* [DIRECTIVE] Find every line in the items below that contains the word "outline" and copy each of those lines.
---------- TASK INPUTS
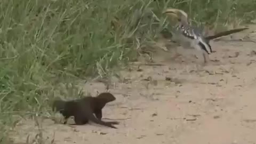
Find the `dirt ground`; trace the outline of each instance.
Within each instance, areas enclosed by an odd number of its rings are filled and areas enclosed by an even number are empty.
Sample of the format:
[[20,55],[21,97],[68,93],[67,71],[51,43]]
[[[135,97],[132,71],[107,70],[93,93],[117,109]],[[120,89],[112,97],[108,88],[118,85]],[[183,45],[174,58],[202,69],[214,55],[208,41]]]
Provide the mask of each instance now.
[[[233,37],[242,38],[243,33]],[[120,122],[117,129],[45,119],[44,138],[50,142],[54,137],[57,144],[256,143],[256,43],[211,44],[216,52],[199,71],[194,62],[171,61],[163,51],[154,59],[162,65],[138,69],[137,62],[130,71],[122,71],[125,81],[116,81],[109,90],[117,99],[103,110],[103,118]],[[83,86],[94,95],[106,90],[100,83]],[[17,142],[38,132],[33,121],[22,122],[15,131]]]

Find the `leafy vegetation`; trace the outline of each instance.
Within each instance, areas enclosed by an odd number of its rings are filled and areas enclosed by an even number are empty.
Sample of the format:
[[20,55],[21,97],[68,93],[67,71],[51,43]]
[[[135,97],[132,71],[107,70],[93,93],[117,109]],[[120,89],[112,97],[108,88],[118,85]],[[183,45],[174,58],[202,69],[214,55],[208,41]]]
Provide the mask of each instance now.
[[161,29],[166,7],[183,10],[199,25],[256,15],[255,0],[2,0],[0,141],[21,116],[49,111],[56,92],[67,89],[60,84],[103,77],[136,60]]

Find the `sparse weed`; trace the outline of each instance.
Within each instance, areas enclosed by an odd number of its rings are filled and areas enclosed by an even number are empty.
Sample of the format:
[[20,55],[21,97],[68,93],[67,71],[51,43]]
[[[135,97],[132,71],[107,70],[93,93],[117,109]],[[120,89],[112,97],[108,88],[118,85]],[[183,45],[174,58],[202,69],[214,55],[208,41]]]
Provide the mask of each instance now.
[[255,0],[1,1],[0,142],[7,143],[9,127],[19,120],[13,115],[49,111],[66,89],[60,84],[104,77],[136,60],[163,26],[163,10],[172,7],[198,25],[256,15]]

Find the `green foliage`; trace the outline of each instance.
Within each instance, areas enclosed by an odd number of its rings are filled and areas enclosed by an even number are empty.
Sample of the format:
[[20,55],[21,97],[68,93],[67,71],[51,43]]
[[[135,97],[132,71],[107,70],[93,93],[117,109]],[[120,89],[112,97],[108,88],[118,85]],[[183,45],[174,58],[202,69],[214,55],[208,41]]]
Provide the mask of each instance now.
[[255,2],[2,0],[0,124],[13,124],[13,114],[47,111],[49,100],[62,91],[60,83],[104,76],[135,60],[161,29],[164,9],[181,9],[197,22],[223,23],[230,17],[248,21],[255,19]]

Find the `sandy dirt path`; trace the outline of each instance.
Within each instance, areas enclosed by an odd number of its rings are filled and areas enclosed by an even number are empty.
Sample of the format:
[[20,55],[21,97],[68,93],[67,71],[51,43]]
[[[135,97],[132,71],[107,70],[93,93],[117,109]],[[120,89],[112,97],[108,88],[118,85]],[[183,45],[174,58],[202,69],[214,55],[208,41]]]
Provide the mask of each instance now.
[[[118,129],[46,119],[44,137],[50,141],[55,132],[57,144],[256,143],[256,44],[212,44],[217,52],[199,72],[193,63],[173,61],[141,70],[133,64],[130,72],[123,71],[125,82],[109,90],[117,100],[103,111],[103,118],[123,119]],[[84,89],[95,94],[106,87],[94,83]],[[15,129],[16,141],[26,140],[24,132],[31,137],[36,133],[33,121],[23,123]]]

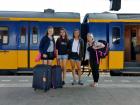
--------------------
* [THE REPLY]
Find the `dirt ground`; trace the outline of each instance.
Find the `leafy vegetation`; trace the outline of each instance.
Find the `sparse weed`; trace the outline of each instance.
Find the `green foliage`; trace the outline of each instance.
Find the `sandy dirt path`; trace the outline of each instance.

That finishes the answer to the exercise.